Can you retype only the lines from the one with "Where can you see the suit" through the final line of the material, exactly as given?
******************************
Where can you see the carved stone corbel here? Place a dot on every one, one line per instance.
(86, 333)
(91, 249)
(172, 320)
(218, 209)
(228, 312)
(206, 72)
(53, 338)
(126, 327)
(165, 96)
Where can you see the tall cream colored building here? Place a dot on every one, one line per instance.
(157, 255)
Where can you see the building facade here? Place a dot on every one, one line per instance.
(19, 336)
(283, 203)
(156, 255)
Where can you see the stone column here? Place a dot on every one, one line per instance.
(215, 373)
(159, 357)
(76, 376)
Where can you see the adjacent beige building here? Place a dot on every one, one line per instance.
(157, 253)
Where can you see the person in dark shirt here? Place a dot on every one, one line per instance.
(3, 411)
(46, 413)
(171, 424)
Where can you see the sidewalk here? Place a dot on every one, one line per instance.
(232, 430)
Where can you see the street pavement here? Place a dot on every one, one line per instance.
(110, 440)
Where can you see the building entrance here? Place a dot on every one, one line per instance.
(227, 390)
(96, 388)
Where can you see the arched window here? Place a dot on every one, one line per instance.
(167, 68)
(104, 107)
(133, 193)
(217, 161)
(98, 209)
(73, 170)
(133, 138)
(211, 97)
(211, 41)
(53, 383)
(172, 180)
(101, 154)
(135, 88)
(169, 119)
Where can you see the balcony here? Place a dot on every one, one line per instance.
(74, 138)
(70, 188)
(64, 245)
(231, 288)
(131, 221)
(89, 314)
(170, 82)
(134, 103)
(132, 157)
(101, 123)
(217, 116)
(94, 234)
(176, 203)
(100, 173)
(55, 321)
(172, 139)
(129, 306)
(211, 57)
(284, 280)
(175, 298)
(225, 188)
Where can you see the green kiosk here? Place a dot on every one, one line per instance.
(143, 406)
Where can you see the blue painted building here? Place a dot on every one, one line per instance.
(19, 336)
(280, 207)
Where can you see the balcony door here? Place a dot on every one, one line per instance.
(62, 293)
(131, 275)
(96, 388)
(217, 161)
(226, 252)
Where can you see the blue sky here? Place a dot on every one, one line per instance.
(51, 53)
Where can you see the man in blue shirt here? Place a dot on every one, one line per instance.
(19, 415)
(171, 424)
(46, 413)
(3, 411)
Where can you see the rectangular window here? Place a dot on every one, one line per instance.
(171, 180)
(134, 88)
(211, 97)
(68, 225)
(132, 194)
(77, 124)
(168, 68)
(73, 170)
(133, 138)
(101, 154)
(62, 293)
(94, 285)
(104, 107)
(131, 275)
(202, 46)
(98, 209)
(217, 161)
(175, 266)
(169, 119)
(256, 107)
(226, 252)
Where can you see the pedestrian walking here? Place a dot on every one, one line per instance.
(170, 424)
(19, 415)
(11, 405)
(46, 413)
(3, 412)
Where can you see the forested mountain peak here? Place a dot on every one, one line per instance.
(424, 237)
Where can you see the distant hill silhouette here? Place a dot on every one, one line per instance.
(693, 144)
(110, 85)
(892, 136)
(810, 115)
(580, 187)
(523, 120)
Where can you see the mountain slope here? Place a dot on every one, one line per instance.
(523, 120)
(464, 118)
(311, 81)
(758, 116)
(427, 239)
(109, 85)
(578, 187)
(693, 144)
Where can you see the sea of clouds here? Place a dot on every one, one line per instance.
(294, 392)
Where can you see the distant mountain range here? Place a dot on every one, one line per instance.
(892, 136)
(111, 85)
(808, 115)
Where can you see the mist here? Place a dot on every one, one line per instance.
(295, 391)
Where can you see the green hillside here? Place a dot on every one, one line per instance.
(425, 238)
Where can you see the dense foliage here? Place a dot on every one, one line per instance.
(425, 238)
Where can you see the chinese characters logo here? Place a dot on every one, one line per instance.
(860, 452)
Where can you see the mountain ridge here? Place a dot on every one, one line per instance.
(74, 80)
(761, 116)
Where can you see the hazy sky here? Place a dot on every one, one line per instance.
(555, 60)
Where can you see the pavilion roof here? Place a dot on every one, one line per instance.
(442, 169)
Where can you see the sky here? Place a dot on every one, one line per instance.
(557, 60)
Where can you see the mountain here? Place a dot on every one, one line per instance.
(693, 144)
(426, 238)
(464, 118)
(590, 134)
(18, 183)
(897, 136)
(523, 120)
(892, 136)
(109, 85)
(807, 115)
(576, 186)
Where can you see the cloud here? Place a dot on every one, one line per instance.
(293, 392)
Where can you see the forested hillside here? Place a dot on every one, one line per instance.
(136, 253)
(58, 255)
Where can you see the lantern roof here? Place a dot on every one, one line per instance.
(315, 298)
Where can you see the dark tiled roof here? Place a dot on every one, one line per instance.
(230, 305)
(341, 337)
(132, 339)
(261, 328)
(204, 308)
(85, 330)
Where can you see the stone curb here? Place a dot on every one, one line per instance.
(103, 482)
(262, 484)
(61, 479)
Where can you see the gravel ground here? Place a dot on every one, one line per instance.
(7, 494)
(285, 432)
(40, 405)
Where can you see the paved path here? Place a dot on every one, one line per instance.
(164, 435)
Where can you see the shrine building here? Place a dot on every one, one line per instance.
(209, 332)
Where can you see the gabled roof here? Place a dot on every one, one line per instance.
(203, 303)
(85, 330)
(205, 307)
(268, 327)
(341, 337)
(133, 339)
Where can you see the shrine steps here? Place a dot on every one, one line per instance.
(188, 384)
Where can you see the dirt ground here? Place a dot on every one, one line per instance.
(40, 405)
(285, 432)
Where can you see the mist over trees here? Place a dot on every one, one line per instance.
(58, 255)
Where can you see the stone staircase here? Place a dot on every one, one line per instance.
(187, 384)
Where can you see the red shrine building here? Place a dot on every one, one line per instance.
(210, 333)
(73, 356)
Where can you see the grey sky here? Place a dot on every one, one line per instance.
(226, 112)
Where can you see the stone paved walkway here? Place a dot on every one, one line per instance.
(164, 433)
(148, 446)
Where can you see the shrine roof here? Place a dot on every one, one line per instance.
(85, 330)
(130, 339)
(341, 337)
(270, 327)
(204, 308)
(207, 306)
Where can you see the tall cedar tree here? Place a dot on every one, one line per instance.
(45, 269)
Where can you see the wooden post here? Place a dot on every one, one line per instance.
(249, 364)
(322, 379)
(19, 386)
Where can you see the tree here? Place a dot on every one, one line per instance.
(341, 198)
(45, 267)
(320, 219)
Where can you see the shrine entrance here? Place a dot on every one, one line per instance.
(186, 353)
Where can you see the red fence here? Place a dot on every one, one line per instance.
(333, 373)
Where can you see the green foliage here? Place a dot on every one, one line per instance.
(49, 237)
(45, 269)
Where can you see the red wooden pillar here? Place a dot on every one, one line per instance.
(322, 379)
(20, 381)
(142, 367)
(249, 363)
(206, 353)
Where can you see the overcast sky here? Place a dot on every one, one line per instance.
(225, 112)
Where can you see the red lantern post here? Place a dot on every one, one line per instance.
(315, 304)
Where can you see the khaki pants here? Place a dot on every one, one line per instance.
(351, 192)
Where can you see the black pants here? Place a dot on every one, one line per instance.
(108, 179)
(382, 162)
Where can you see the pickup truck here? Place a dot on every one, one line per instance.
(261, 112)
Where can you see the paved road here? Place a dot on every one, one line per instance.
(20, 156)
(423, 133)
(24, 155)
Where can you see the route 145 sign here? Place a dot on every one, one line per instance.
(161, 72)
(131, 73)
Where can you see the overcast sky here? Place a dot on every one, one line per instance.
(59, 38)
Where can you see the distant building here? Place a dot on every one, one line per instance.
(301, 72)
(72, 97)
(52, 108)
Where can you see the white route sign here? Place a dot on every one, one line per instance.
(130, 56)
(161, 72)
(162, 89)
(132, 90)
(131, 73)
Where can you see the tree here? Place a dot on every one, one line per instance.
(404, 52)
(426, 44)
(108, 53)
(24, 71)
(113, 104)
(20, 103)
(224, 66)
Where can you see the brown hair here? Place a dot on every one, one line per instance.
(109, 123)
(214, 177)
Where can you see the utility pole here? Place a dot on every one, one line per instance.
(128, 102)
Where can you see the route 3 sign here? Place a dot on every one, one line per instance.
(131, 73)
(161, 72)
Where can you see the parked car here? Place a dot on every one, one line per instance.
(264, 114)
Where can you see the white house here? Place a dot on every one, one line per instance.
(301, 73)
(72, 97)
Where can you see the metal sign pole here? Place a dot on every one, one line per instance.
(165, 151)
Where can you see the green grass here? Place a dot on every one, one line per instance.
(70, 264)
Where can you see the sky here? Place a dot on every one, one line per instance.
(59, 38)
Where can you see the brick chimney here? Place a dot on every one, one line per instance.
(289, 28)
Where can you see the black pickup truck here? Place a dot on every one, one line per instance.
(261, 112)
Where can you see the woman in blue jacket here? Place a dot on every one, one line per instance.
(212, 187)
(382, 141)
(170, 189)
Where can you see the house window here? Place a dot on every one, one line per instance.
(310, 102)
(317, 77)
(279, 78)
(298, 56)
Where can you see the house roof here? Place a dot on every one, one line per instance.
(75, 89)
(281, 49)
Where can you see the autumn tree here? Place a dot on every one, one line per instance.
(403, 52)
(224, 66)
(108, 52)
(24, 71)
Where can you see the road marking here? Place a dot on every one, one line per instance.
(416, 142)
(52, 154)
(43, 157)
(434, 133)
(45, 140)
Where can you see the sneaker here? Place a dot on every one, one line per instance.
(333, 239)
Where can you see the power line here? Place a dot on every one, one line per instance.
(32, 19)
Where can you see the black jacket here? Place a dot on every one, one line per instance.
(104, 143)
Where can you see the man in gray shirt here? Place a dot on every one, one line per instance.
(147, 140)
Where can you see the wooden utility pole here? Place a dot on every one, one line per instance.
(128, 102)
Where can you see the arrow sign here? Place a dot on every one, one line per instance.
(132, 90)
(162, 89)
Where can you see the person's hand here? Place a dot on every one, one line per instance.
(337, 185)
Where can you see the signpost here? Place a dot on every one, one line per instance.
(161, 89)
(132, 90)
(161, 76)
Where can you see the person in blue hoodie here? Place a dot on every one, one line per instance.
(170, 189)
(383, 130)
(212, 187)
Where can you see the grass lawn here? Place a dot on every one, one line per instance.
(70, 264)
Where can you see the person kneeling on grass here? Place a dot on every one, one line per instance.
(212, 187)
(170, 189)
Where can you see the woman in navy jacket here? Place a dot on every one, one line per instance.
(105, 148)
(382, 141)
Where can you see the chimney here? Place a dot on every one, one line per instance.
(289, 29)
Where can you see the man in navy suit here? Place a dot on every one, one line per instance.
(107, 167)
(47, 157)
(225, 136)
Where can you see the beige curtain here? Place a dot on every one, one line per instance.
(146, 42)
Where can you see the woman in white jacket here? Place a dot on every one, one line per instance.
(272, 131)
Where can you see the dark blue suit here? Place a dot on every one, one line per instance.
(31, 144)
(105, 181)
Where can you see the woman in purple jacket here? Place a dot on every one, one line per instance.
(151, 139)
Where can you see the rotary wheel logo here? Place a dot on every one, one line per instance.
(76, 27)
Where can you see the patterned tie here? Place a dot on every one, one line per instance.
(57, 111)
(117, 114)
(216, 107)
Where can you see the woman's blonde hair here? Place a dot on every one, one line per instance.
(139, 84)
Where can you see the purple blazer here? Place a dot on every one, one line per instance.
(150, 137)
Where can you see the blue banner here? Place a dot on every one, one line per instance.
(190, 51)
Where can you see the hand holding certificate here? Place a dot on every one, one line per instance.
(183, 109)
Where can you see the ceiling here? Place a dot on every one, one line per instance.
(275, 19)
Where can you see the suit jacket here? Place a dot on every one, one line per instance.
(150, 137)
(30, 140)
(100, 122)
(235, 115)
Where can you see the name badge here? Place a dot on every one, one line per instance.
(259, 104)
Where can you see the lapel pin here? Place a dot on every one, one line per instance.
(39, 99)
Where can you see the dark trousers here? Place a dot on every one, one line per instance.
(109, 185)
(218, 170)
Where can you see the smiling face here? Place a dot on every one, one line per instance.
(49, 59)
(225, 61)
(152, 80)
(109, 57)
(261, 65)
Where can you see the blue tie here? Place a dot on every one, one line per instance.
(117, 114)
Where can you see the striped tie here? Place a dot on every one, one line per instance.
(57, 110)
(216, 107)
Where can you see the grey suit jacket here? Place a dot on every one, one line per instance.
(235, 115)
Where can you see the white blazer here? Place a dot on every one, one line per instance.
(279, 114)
******************************
Answer in full:
Where can you see the suit jacket here? Place a dot on every one, one line per instance.
(150, 137)
(30, 140)
(100, 122)
(235, 115)
Where can you see the name badge here? Place a dot on every one, one line per instance.
(259, 104)
Where can you see the lapel pin here? Place a dot on every one, one line per instance.
(39, 99)
Where can you see the dark trousers here? Place a dot on every one, one line per instance.
(109, 185)
(218, 170)
Where can you see the smiling face here? Place a dot on every one, one line per instance.
(49, 59)
(225, 61)
(152, 80)
(109, 57)
(261, 65)
Where can you see the blue tie here? Place a dot on every one, one line per instance.
(117, 114)
Where can you see the striped tie here? Place a dot on every one, one line per instance.
(57, 110)
(216, 107)
Where can you see the grey suit jacket here? Place a dot on every one, one line per instance.
(235, 115)
Where can you see the white blazer here? Place a dot on every one, one line per instance.
(279, 114)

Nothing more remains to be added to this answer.